• Objective a: In the court ruling excerpt, what new trial date did the Court set on July 22, 2022?

On May 18, 2021, based on Plaintiff’s Request for Entry of Default, the Court entered default against Defendant.  On June 7, 2021, Defendant filed an untimely Answer to the Complaint, which the Court erroneously accepted.

 

On March 22, 2022, the Court granted Plaintiff’s Motion to Deem Requests for Admission Admitted against Defendant Leonor Orozco.  (3-22-22 Minute Order.)

 

On June 17, 2022, Plaintiff filed the instant Motion for Judgment on the Pleadings (the “Motion”) and Request for Judicial Notice.  No opposition has been filed.

 

            On July 22, 2022, based on the Stipulation of parties, the Court continued the trial date from August 4, 2022, to November 9, 2022.

 

II.              Request for Judicial Notice

 

Plaintiff requests that the Court take judicial notice of the following documents:

 

1.     Defendant Orozco’s Answer to the Complaint, Exhibit 1;

2.     Plaintiff’s Motions to Deem Requests for Admission Admitted, Exhibit 2;

3.     This Court’s order granting Plaintiff’s Motion to Deem Requests for Admission Admitted, on March 22, 2022, Exhibit 3.

 

According to Evidence Code § 452, the Court may take judicial notice of matters that include records or rules of another court and facts or propositions of common knowledge, among other matters.  Plaintiff seeks judicial notice of the orders and documents filed in the instant case.  Although it is not necessary to take judicial notice of these documents, the Court GRANTS Plaintiff’s Request for Judicial Notice.

 

III.            Legal Standard

 

The standard for ruling on a motion for judgment on the pleadings is essentially the same as that applicable to a general demurrer, that is, under the state of the pleadings, together with matters that may be judicially noticed, it appears that a party is entitled to judgment as a matter of law.  (Bezirdjian v. O'Reilly (2010) 183 Cal.App.4th 316, 321-322, citing Schabarum v. California Legislature (1998) 60 Cal.App.4th 1205, 1216.)  Matters which are subject to mandatory judicial notice may be treated as part of the complaint and may be considered without notice to the parties. Matters which are subject to permissive judicial notice must be specified in the notice of motion, the supporting points and authorities, or as the court otherwise permits.  (Id.)  “The motion is confined to the face of the pleading under attack and all facts alleged in the complaint must be accepted as true.” (Hightower v. Farmers Insurance Exchange (1995) 38 Cal.App.4th 853, 858.)

 

A plaintiff may move for judgment on the pleadings on the ground that “the complaint states facts sufficient to constitute a cause of action against the defendant and the answer does not state facts sufficient to constitute a defense to the complaint.”  (Code Civ. Proc., § 438(c)(1)(A).

• Data section:
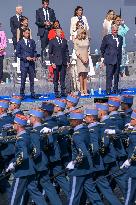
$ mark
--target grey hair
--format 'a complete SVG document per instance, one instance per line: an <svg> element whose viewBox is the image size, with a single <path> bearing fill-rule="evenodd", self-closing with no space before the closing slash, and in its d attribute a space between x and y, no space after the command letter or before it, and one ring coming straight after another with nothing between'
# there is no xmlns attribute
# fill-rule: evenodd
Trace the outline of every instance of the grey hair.
<svg viewBox="0 0 136 205"><path fill-rule="evenodd" d="M111 29L113 29L113 28L117 28L118 29L119 27L116 24L112 24L111 25Z"/></svg>

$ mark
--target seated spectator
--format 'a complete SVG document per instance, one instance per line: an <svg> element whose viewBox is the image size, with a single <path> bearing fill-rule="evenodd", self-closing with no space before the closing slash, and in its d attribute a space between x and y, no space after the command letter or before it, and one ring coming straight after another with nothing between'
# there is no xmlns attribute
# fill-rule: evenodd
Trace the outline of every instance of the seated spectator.
<svg viewBox="0 0 136 205"><path fill-rule="evenodd" d="M56 38L56 29L59 29L59 28L61 28L59 21L58 20L54 21L52 25L52 29L49 31L49 34L48 34L49 41ZM65 34L63 31L61 34L61 38L65 38Z"/></svg>

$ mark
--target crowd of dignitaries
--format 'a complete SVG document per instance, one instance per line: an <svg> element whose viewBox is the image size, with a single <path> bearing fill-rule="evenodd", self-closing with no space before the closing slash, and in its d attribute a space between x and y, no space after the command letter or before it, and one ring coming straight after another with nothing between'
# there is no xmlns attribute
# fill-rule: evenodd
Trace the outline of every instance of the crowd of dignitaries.
<svg viewBox="0 0 136 205"><path fill-rule="evenodd" d="M0 192L8 204L61 205L60 192L68 205L134 204L133 96L109 97L84 111L79 99L71 93L25 115L20 96L0 101Z"/></svg>

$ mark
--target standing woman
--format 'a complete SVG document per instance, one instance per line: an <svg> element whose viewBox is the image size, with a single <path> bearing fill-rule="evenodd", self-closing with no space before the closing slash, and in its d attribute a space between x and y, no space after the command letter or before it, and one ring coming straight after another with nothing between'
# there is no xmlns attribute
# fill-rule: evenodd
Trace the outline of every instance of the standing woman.
<svg viewBox="0 0 136 205"><path fill-rule="evenodd" d="M74 42L74 49L77 55L77 72L80 81L81 95L87 95L87 74L89 72L89 40L85 29L77 32L77 38Z"/></svg>
<svg viewBox="0 0 136 205"><path fill-rule="evenodd" d="M90 39L90 30L87 18L83 15L83 7L77 6L74 11L74 16L71 18L71 25L70 25L70 40L75 41L77 38L77 30L80 28L84 28L87 31L88 38ZM76 80L77 76L77 56L75 50L73 49L72 52L72 60L71 60L71 75L72 75L72 89L74 91L78 91L80 89L79 81Z"/></svg>
<svg viewBox="0 0 136 205"><path fill-rule="evenodd" d="M115 12L113 10L109 10L103 22L102 37L111 33L111 24L114 20L114 17L115 17Z"/></svg>
<svg viewBox="0 0 136 205"><path fill-rule="evenodd" d="M88 36L90 38L88 21L87 18L83 16L83 7L77 6L74 11L74 16L71 18L70 38L72 41L75 39L75 31L78 21L80 21L82 23L82 26L87 30Z"/></svg>
<svg viewBox="0 0 136 205"><path fill-rule="evenodd" d="M122 46L122 62L120 66L120 74L123 76L124 72L127 74L128 71L128 55L126 52L126 34L129 31L129 28L126 26L124 21L121 19L121 16L116 16L113 22L118 26L118 35L123 37L123 46Z"/></svg>
<svg viewBox="0 0 136 205"><path fill-rule="evenodd" d="M6 34L1 28L2 24L0 23L0 83L2 83L3 78L3 60L6 55L5 49L7 47Z"/></svg>
<svg viewBox="0 0 136 205"><path fill-rule="evenodd" d="M23 38L23 32L26 28L29 28L29 20L27 17L22 16L20 19L20 27L17 29L17 42ZM31 29L30 29L30 39L32 39Z"/></svg>

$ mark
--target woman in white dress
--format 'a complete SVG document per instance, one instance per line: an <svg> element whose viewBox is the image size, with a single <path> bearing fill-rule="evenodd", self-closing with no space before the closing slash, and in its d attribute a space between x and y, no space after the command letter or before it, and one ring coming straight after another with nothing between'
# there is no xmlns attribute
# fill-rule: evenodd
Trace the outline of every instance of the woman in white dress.
<svg viewBox="0 0 136 205"><path fill-rule="evenodd" d="M87 18L83 15L83 8L81 6L77 6L74 11L74 16L71 18L70 25L70 40L75 42L77 38L78 29L84 28L87 31L88 39L90 39L90 30ZM73 49L72 53L72 61L71 61L71 74L72 74L72 87L75 91L80 90L80 83L77 72L77 56L75 50Z"/></svg>
<svg viewBox="0 0 136 205"><path fill-rule="evenodd" d="M74 41L74 48L77 55L77 73L80 81L81 95L87 95L87 74L89 68L89 40L85 29L77 32L77 38Z"/></svg>
<svg viewBox="0 0 136 205"><path fill-rule="evenodd" d="M114 17L115 17L115 12L113 10L109 10L103 22L102 37L108 35L111 32L111 24L114 20Z"/></svg>
<svg viewBox="0 0 136 205"><path fill-rule="evenodd" d="M77 27L77 22L80 22L82 26L87 30L88 38L90 38L90 31L87 18L83 16L83 7L77 6L74 11L74 16L71 18L71 25L70 25L70 39L74 41L75 39L75 32Z"/></svg>

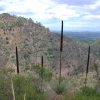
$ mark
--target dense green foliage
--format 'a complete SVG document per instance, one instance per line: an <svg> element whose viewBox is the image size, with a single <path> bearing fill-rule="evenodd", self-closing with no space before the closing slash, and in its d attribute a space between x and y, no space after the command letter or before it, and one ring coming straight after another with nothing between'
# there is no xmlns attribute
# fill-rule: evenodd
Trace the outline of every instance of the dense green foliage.
<svg viewBox="0 0 100 100"><path fill-rule="evenodd" d="M32 76L25 75L10 75L13 70L0 69L0 100L13 100L12 84L13 81L14 92L16 100L45 100L44 92L38 93L35 88L36 79Z"/></svg>

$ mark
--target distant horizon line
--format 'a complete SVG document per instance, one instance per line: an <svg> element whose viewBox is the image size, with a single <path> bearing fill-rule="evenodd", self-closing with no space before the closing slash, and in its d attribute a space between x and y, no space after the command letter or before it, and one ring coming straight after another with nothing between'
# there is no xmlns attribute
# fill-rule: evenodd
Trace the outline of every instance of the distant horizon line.
<svg viewBox="0 0 100 100"><path fill-rule="evenodd" d="M51 32L60 32L60 30L50 30ZM78 31L78 30L65 30L64 32L100 32L100 31Z"/></svg>

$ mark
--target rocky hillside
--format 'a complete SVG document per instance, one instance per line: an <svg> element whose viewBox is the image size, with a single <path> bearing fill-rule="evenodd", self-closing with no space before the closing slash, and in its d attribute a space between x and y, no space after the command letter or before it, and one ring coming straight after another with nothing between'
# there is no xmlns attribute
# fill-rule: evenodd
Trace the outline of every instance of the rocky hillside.
<svg viewBox="0 0 100 100"><path fill-rule="evenodd" d="M60 35L51 33L39 22L31 18L0 14L0 66L16 68L15 47L18 47L20 69L41 63L59 73ZM62 75L78 74L86 69L87 51L79 41L64 36L62 53ZM97 59L91 54L90 65Z"/></svg>

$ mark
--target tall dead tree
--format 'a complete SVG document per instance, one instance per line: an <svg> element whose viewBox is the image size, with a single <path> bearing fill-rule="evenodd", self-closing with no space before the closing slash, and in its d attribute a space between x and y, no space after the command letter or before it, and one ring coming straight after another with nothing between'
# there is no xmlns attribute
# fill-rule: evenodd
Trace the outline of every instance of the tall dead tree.
<svg viewBox="0 0 100 100"><path fill-rule="evenodd" d="M63 21L61 24L61 41L60 41L60 73L59 73L59 85L61 84L61 58L62 58L62 50L63 50Z"/></svg>
<svg viewBox="0 0 100 100"><path fill-rule="evenodd" d="M17 64L17 74L19 74L19 61L18 61L18 50L16 46L16 64Z"/></svg>
<svg viewBox="0 0 100 100"><path fill-rule="evenodd" d="M85 87L86 87L86 83L87 83L87 74L88 74L88 71L89 71L89 59L90 59L90 46L89 46L89 49L88 49L88 59L87 59L87 67L86 67Z"/></svg>

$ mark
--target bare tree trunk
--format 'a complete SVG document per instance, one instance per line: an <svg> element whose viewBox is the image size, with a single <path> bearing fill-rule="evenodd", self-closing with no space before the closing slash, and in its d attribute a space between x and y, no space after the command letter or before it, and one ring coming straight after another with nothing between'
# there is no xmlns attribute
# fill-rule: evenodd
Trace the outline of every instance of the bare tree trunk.
<svg viewBox="0 0 100 100"><path fill-rule="evenodd" d="M15 100L15 92L12 79L11 79L11 87L12 87L13 100Z"/></svg>

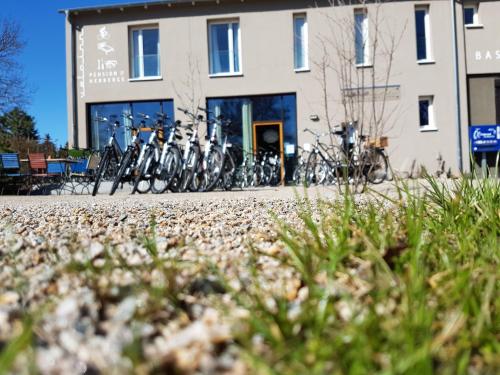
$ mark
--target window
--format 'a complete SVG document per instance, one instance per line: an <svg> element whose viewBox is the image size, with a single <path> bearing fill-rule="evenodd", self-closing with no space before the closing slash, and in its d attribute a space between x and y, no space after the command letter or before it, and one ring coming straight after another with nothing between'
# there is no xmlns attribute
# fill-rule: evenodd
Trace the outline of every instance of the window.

• Objective b: List every line of the rows above that contains the word "dignitaries". Case counts.

• Full answer a: November 9, 2022.

• Full answer b:
--target crowd of dignitaries
Trace the outline of every instance of the crowd of dignitaries.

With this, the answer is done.